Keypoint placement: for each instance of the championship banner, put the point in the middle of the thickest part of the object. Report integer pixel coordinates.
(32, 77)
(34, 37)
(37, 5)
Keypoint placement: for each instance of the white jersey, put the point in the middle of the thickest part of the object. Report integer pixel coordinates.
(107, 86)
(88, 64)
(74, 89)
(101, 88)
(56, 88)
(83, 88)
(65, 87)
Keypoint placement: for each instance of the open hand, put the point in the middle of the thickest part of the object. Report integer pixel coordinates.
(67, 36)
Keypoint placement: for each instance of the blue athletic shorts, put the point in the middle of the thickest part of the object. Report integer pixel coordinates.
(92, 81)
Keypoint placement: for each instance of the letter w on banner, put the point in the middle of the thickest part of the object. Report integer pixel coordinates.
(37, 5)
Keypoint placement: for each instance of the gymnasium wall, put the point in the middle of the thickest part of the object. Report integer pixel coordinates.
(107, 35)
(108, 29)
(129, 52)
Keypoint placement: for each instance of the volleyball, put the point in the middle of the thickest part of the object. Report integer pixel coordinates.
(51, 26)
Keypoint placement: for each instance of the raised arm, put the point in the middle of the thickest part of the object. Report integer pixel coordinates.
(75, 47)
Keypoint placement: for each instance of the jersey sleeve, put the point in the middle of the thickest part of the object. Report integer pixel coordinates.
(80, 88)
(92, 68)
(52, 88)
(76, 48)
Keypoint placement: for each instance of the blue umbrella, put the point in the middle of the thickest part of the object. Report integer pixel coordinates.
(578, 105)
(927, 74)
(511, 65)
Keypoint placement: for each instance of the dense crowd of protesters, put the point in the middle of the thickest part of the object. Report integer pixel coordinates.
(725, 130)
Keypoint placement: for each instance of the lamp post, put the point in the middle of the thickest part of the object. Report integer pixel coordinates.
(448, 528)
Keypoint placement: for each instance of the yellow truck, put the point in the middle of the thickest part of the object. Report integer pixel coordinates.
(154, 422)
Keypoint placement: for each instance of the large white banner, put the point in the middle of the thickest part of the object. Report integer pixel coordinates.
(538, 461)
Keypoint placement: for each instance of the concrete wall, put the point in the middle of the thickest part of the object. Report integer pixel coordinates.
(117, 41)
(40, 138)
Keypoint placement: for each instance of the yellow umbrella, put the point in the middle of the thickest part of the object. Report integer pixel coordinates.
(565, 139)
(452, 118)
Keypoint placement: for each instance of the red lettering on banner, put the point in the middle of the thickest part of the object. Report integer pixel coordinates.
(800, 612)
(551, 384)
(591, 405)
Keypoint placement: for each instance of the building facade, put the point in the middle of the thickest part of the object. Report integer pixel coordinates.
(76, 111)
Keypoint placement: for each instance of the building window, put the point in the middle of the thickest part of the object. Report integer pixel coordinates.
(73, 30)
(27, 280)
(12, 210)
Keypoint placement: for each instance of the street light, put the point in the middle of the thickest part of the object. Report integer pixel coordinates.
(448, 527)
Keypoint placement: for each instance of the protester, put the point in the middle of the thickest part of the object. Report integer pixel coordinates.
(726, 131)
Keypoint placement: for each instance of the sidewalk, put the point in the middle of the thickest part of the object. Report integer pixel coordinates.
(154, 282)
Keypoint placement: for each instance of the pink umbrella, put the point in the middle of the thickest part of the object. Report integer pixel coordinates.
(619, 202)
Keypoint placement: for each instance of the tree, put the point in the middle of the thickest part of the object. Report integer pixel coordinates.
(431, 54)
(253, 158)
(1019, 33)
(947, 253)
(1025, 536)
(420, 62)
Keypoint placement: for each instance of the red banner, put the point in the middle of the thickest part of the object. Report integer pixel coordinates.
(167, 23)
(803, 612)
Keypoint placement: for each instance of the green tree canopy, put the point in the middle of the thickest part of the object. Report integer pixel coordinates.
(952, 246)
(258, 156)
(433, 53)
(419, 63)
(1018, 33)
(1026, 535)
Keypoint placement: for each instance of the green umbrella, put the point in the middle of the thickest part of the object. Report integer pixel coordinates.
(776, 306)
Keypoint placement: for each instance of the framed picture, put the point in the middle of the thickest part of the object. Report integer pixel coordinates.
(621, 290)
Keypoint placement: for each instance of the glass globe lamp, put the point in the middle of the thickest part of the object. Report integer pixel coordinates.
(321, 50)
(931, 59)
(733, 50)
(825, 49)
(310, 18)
------------------------------------------------------------
§ DESCRIPTION OF THE TASK:
Give the records again, exactly as they appear.

§ REPLY TO THE EXERCISE:
Keypoint placement: for each instance of the championship banner, put the point in the middle of the thickest part of the object. Report integer pixel coordinates.
(32, 77)
(34, 37)
(37, 5)
Keypoint placement: for each instance of the white jersey, put the point in the middle of the thickest part of the object. Report integer pixel coordinates.
(107, 86)
(88, 64)
(74, 89)
(101, 88)
(56, 88)
(83, 88)
(65, 87)
Keypoint placement: for each instance of the open hand, put the point in the middle of the thickest part of the object. Report integer pixel coordinates.
(67, 36)
Keypoint placement: for each instance of the blue athletic shorts, put the point in the middle of the thickest part of the object. Report integer pixel coordinates.
(92, 81)
Keypoint placement: for each instance of the letter w on banner, put the point in the middle of the thickest part of the object. Report integer pixel coordinates.
(37, 5)
Keypoint placement: for each instance of the gymnasium wall, put the point in the middle of the thickest part of the object. Report integer pixel coordinates.
(107, 35)
(108, 29)
(129, 52)
Keypoint placement: for each instance of the volleyball, put the point in the middle of the thickest part of the object. Report integer pixel coordinates.
(51, 26)
Keypoint placement: for each instance of the raised arm, put the point in the middle of the thickest part of the object. Report integer pixel coordinates.
(75, 47)
Keypoint placement: for each instance of the jersey sleeve, put the point in the middle of the thickest part of the object. Report integer pixel coordinates.
(80, 88)
(92, 68)
(52, 88)
(76, 48)
Keypoint placement: for each instance of the blue umbrella, put the point in the middle of the thickest part of the object. Report integer pixel coordinates.
(578, 105)
(927, 74)
(511, 65)
Keypoint placement: for each instance of the dense crowd of protesters, put the point in the middle of the thickest part of the object. Report integer pixel coordinates.
(725, 130)
Keypoint placement: for each instance of the lamp post, put the point in the middle of the thickest part of the object. Report integer pixel coordinates.
(448, 528)
Keypoint placement: for each instance of the yellow truck, put the point in the middle of the thickest part of the object. Report integer pixel coordinates.
(154, 422)
Keypoint placement: for each instance of the large white banner, put the point in the middle of the thickest part of the object. Report integer pixel coordinates.
(538, 461)
Keypoint placement: for each instance of the concrete wall, put the point in the middle of the thickest part of the object. Report integer pixel coordinates.
(117, 41)
(40, 138)
Keypoint placement: for each instance of the yellow umbrella, put the point in the middle of the thickest part of the object. Report integer pixel coordinates.
(565, 139)
(452, 118)
Keypoint placement: for each instance of the red lettering on banner, put the point in the middle of the thickest part of the object. Report integer pixel coordinates.
(800, 612)
(551, 384)
(591, 405)
Keypoint placement: for each instance of the building facade, put the point in the middle of the thickest part of the object. Report integer pixel coordinates.
(76, 111)
Keypoint placement: for each instance of the building window, put the point in the middle of the thickest part of the object. Report integer pixel coordinates.
(73, 30)
(27, 280)
(12, 210)
Keypoint placement: for each instance of the street light, put the point in the middle of the thickest part of the object. Report integer pixel coordinates.
(448, 527)
Keypoint placement: for each instance of the protester, put the point in the middle of the thickest part of the object. Report integer pixel coordinates.
(726, 131)
Keypoint placement: for each instance of the sidewalk, put the point in the middle of the thickest part of the object. Report integer pixel coordinates.
(154, 282)
Keypoint placement: for each instance of the pink umbrella, put the point in the middle of the thickest part of the object. Report integer pixel coordinates.
(619, 202)
Keypoint placement: for each instance of the tree, put the point in the middle of the thickest part of the object. Report integer pixel coordinates.
(431, 54)
(253, 158)
(1019, 33)
(947, 253)
(1025, 536)
(420, 62)
Keypoint placement: for each instance of the red banner, put the point in the middle of the thickest part of the object. Report integer pixel coordinates.
(167, 23)
(803, 612)
Keypoint placement: for each instance of the green tree canopy, put the point in the middle of the thickest part of the object. Report integer pixel coordinates.
(952, 246)
(258, 156)
(433, 53)
(419, 63)
(1018, 33)
(1026, 535)
Keypoint placement: for each instance of the green umbrella, put the point in the middle of the thickest part of the object. Report integer pixel coordinates.
(776, 306)
Keypoint placement: for each instance of the framed picture, put the point in the middle of the thickest part of the object. Report integer pixel coordinates.
(621, 290)
Keypoint placement: for each instance of the glass globe lamp, put the point in the middle of the thickest part of the object. Report integer pixel coordinates.
(321, 50)
(931, 59)
(733, 50)
(825, 49)
(310, 18)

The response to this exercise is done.